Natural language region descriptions
=====

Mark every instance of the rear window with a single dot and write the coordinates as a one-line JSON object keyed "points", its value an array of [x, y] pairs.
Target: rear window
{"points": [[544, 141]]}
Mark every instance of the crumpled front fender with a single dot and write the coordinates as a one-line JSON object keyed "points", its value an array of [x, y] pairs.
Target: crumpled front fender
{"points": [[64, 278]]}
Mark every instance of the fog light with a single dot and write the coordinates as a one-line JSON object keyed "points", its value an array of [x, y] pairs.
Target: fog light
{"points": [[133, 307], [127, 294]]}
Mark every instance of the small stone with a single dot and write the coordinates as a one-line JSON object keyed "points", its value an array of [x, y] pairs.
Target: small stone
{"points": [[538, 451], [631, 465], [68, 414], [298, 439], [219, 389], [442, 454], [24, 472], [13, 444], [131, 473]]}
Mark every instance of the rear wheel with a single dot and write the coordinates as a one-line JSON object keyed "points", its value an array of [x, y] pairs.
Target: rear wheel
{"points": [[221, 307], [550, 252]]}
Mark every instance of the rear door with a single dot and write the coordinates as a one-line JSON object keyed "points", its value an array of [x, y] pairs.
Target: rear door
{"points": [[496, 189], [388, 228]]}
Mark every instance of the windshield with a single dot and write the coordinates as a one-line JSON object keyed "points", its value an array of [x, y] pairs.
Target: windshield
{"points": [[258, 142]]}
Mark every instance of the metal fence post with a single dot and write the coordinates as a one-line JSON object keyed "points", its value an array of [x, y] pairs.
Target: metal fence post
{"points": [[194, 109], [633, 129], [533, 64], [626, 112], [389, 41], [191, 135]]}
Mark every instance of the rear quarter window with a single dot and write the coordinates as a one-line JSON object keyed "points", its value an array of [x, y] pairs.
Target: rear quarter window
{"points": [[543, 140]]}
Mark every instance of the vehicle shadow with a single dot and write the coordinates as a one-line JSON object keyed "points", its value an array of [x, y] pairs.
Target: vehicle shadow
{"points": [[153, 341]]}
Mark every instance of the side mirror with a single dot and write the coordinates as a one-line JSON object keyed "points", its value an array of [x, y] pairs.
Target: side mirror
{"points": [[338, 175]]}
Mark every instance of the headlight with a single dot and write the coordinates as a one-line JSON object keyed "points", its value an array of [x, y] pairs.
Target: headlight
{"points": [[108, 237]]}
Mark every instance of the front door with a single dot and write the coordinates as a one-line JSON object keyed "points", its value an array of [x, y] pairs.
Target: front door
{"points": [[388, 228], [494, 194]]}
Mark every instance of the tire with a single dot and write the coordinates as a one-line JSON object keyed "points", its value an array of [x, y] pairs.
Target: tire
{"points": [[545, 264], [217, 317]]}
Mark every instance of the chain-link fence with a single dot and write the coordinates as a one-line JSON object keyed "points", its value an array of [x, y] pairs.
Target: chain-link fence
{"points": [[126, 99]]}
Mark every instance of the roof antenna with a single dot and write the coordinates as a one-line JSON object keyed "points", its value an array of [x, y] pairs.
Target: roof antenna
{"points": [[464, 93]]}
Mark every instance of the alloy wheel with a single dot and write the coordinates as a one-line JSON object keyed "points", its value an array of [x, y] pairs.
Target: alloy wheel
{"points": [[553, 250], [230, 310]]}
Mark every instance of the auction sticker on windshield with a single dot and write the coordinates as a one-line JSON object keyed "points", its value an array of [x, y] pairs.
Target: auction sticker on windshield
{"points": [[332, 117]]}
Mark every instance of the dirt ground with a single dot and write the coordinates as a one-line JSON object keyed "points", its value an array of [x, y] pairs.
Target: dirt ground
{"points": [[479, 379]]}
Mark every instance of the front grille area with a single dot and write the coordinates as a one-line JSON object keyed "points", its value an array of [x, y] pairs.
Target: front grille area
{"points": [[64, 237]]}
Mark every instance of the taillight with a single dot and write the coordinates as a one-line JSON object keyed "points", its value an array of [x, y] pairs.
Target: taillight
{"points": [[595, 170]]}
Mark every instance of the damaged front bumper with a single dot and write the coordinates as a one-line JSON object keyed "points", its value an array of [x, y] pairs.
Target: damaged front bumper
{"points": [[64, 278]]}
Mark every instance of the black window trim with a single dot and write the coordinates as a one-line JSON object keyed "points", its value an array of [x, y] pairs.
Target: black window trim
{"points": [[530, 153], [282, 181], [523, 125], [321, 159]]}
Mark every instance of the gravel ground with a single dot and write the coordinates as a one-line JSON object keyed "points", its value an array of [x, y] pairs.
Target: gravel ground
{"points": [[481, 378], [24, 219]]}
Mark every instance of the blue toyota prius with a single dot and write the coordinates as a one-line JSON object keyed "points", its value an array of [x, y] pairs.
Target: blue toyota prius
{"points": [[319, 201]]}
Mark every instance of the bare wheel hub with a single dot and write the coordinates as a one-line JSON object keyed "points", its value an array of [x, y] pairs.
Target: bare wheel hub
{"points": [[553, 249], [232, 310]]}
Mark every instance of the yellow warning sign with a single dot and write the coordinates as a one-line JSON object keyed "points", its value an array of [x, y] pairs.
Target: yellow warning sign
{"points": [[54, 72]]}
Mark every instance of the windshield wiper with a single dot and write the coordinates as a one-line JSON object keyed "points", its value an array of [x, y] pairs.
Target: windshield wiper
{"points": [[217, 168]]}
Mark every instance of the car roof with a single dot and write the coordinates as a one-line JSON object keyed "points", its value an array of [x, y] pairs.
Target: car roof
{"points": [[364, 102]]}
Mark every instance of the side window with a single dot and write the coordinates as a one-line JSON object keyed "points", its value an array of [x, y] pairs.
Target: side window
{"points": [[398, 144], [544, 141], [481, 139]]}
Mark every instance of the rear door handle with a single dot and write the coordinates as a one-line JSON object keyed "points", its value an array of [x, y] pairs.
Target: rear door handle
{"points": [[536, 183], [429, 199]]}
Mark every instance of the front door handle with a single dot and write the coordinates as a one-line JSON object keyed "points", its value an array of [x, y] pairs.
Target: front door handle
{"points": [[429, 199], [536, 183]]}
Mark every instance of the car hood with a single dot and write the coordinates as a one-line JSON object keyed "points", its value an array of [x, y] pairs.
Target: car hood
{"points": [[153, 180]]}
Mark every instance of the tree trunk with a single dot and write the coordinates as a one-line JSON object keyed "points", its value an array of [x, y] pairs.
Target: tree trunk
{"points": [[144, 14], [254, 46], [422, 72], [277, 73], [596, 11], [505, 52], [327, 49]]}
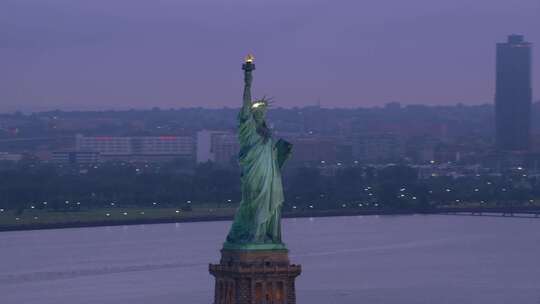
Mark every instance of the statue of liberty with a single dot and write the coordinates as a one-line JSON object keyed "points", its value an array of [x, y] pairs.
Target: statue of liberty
{"points": [[257, 223]]}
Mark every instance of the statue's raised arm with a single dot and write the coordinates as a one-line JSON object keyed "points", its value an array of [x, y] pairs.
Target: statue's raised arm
{"points": [[248, 67]]}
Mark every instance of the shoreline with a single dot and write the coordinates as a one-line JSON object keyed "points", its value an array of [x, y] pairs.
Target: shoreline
{"points": [[209, 218], [535, 211]]}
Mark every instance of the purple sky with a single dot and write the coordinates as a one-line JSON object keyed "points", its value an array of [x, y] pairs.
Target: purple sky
{"points": [[103, 54]]}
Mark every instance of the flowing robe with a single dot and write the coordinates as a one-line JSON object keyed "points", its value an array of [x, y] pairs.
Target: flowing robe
{"points": [[257, 220]]}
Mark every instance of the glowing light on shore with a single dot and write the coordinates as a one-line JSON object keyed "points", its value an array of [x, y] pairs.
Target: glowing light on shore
{"points": [[249, 58]]}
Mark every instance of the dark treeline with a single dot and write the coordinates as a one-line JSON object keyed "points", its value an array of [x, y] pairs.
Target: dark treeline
{"points": [[50, 186]]}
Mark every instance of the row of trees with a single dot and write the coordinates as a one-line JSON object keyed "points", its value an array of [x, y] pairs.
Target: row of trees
{"points": [[36, 185]]}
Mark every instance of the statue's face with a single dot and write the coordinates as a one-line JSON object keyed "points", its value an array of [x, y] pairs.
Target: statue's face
{"points": [[259, 110], [259, 114]]}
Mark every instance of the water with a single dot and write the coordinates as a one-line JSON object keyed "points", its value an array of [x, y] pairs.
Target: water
{"points": [[346, 260]]}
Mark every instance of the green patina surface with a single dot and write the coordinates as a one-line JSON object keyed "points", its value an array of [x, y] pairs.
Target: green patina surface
{"points": [[257, 223]]}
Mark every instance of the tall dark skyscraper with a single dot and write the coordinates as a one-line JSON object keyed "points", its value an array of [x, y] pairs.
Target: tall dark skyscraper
{"points": [[513, 95]]}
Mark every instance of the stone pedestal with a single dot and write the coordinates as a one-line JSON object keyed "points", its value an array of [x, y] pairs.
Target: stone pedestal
{"points": [[254, 277]]}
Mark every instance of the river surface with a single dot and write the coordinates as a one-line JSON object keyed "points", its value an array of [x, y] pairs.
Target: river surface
{"points": [[346, 260]]}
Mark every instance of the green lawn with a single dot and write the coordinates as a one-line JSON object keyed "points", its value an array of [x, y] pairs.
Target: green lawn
{"points": [[36, 217]]}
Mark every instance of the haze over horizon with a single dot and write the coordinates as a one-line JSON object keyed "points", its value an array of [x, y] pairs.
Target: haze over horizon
{"points": [[121, 54]]}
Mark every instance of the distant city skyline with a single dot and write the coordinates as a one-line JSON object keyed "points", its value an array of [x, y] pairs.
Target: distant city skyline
{"points": [[120, 54]]}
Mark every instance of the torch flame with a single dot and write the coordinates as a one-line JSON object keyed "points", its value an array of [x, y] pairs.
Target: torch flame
{"points": [[249, 58]]}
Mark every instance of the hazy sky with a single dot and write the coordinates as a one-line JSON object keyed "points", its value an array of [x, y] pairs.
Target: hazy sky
{"points": [[102, 54]]}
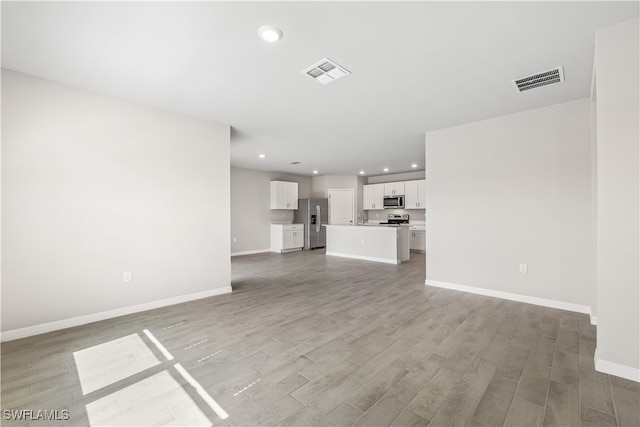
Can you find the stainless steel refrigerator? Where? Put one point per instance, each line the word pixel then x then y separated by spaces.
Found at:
pixel 313 213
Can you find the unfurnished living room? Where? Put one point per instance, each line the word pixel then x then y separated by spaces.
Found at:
pixel 320 213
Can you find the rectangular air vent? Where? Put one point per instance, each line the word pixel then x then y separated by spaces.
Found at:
pixel 326 71
pixel 543 78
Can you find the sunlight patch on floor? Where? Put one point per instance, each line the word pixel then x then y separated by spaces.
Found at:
pixel 157 400
pixel 112 361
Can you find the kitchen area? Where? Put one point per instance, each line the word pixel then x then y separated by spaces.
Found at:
pixel 388 221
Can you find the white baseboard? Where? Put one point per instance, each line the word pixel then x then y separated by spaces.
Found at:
pixel 366 258
pixel 616 369
pixel 95 317
pixel 512 297
pixel 259 251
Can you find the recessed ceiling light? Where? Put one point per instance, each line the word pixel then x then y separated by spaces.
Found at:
pixel 270 33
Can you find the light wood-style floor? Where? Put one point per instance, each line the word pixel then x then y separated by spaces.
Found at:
pixel 307 339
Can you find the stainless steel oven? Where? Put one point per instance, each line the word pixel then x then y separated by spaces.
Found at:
pixel 393 202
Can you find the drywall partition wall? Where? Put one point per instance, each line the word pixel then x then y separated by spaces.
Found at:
pixel 250 208
pixel 618 280
pixel 406 176
pixel 322 184
pixel 508 191
pixel 94 186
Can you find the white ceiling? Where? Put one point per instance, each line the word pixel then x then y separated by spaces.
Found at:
pixel 416 67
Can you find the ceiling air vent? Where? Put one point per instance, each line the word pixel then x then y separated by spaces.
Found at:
pixel 543 78
pixel 326 71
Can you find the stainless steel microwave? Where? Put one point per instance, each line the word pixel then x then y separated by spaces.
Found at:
pixel 393 202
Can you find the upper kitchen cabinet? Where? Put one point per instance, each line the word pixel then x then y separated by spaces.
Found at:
pixel 394 189
pixel 414 192
pixel 372 196
pixel 284 195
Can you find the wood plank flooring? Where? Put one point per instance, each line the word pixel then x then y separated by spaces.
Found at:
pixel 306 339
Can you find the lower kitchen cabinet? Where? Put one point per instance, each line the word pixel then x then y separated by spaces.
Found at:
pixel 418 240
pixel 287 237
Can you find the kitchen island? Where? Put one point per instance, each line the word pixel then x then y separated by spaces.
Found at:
pixel 373 243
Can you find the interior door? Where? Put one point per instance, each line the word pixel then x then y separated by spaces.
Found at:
pixel 341 207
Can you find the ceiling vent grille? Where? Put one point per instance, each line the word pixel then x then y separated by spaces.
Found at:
pixel 543 78
pixel 326 71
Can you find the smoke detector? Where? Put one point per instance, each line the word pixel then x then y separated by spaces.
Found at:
pixel 540 79
pixel 326 71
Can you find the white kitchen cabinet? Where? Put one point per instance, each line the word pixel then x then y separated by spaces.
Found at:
pixel 287 237
pixel 418 240
pixel 284 195
pixel 414 194
pixel 394 189
pixel 372 196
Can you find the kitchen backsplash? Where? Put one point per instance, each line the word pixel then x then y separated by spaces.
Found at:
pixel 382 214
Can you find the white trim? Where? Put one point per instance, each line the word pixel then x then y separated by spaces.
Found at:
pixel 366 258
pixel 259 251
pixel 616 369
pixel 513 297
pixel 42 328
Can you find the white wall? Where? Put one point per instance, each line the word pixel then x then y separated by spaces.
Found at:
pixel 510 190
pixel 322 184
pixel 618 174
pixel 406 176
pixel 94 186
pixel 250 208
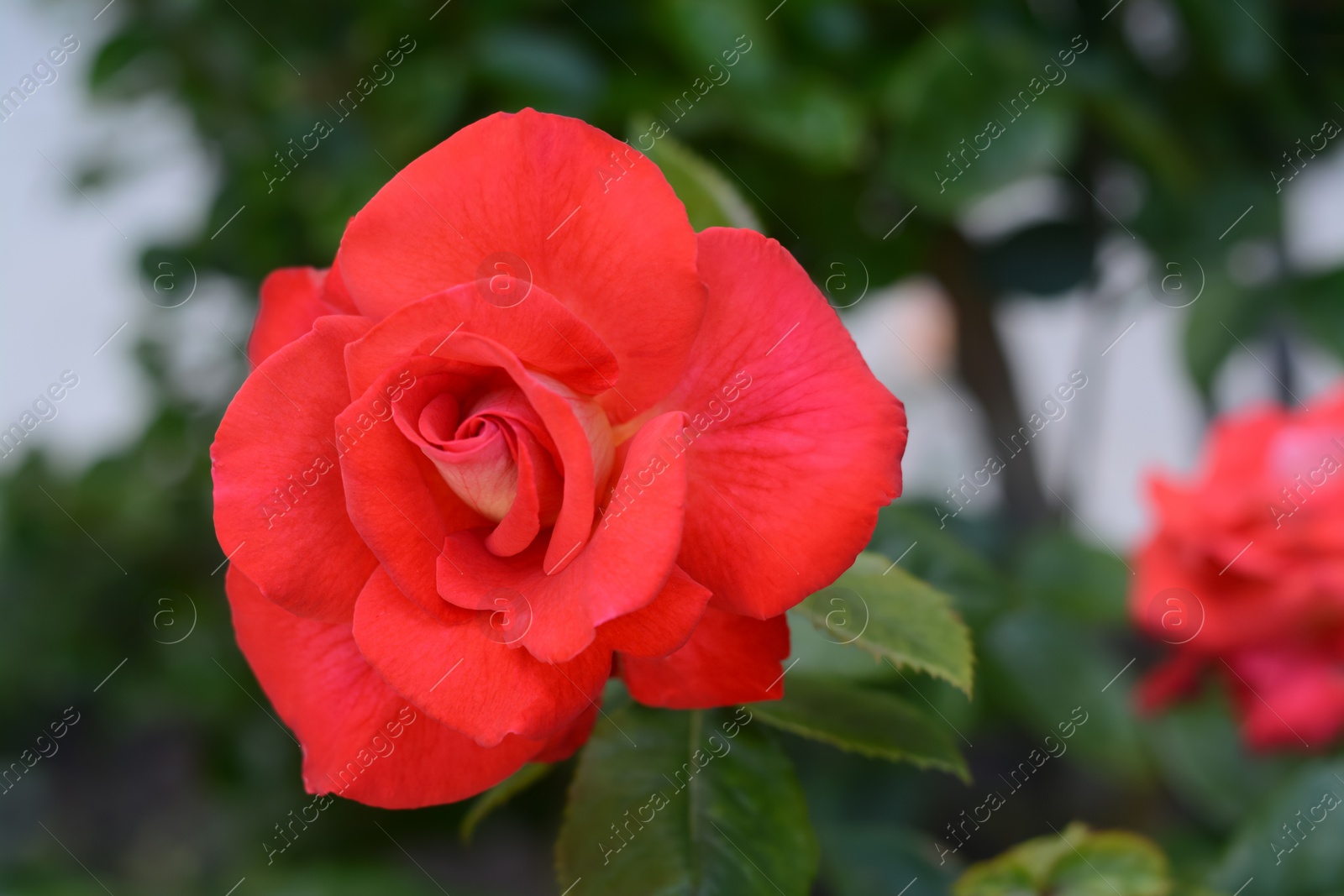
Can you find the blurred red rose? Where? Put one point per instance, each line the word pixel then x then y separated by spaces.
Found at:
pixel 1247 574
pixel 530 430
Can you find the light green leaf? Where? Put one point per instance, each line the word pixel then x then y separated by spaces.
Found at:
pixel 706 804
pixel 710 199
pixel 871 723
pixel 1074 862
pixel 879 607
pixel 501 794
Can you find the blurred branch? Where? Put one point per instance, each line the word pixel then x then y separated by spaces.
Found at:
pixel 984 367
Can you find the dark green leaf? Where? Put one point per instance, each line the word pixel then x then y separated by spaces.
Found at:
pixel 501 794
pixel 710 199
pixel 1066 577
pixel 705 804
pixel 1048 668
pixel 871 723
pixel 879 607
pixel 1290 844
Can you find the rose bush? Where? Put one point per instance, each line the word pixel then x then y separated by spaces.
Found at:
pixel 531 430
pixel 1245 574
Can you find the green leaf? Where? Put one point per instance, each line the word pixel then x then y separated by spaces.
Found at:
pixel 879 607
pixel 710 199
pixel 1068 578
pixel 1074 862
pixel 1046 668
pixel 933 553
pixel 1290 844
pixel 1206 765
pixel 501 794
pixel 706 804
pixel 871 723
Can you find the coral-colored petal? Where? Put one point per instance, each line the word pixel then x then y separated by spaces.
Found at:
pixel 280 500
pixel 360 739
pixel 1292 698
pixel 291 300
pixel 578 430
pixel 449 664
pixel 663 625
pixel 539 331
pixel 595 223
pixel 566 743
pixel 796 445
pixel 400 504
pixel 622 569
pixel 729 658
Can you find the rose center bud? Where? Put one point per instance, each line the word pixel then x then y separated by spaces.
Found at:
pixel 497 454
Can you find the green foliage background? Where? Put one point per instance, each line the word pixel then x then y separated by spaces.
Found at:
pixel 830 129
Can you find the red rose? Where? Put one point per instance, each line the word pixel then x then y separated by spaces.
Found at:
pixel 1247 574
pixel 531 430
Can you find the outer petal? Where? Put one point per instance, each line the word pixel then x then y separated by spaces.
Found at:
pixel 662 626
pixel 448 664
pixel 360 738
pixel 729 658
pixel 291 300
pixel 280 501
pixel 796 443
pixel 591 219
pixel 1292 699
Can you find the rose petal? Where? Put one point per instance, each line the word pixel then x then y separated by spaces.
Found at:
pixel 291 300
pixel 360 739
pixel 541 331
pixel 663 625
pixel 729 658
pixel 622 569
pixel 448 664
pixel 806 446
pixel 280 499
pixel 593 221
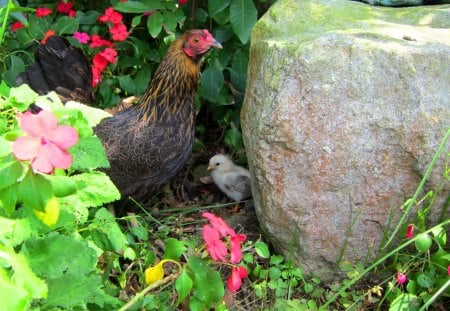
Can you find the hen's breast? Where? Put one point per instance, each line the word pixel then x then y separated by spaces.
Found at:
pixel 145 154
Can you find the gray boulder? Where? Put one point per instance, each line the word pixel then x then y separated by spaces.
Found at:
pixel 345 107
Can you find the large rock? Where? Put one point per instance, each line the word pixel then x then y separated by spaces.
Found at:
pixel 345 107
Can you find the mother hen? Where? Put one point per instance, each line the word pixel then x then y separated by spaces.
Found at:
pixel 149 143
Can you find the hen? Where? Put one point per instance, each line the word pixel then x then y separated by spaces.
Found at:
pixel 149 143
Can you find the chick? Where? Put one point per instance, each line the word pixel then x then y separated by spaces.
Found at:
pixel 232 179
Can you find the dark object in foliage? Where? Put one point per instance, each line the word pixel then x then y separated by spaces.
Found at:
pixel 149 143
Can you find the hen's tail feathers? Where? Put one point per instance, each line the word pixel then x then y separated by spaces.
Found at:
pixel 62 68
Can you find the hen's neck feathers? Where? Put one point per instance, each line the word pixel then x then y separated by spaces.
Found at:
pixel 175 79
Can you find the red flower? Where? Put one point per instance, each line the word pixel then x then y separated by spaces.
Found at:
pixel 82 37
pixel 42 12
pixel 46 144
pixel 215 247
pixel 97 41
pixel 409 231
pixel 119 32
pixel 47 35
pixel 235 247
pixel 111 16
pixel 219 224
pixel 64 7
pixel 235 281
pixel 16 25
pixel 401 278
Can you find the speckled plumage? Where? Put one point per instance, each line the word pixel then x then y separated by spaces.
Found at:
pixel 149 143
pixel 231 179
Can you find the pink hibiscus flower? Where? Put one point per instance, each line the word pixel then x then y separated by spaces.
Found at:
pixel 46 143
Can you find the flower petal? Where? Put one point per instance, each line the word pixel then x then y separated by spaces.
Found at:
pixel 63 136
pixel 26 147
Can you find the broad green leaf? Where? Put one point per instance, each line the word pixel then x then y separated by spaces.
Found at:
pixel 262 249
pixel 243 16
pixel 174 249
pixel 183 286
pixel 14 231
pixel 217 6
pixel 106 233
pixel 91 189
pixel 65 25
pixel 88 154
pixel 35 191
pixel 127 84
pixel 154 24
pixel 139 6
pixel 10 170
pixel 8 199
pixel 91 114
pixel 212 81
pixel 24 95
pixel 62 185
pixel 405 302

=====

**Exercise aim**
Word for word, restate the lines of the data above that fall between the line holding "Can you find the speckled" and the line holding "Can you find the broad", inclusive, and no other lines.

**Solution**
Can you find the speckled plumage? Where? Put one point per instance, each line the word pixel then x then y separated by spaces.
Found at:
pixel 149 143
pixel 231 179
Can you find the pink hibiscus flower? Where? Put one point per instance, each line the word pixel then x then y separated by spaces.
Found at:
pixel 46 143
Can you find the flower petal? Where? Put one point per instance, each line the word pixel then x then y separated by spaces.
Found at:
pixel 63 136
pixel 26 147
Can you find the broad green leaf? Where? Put one point per instance, each line the word pixel then x then y separated by spaces.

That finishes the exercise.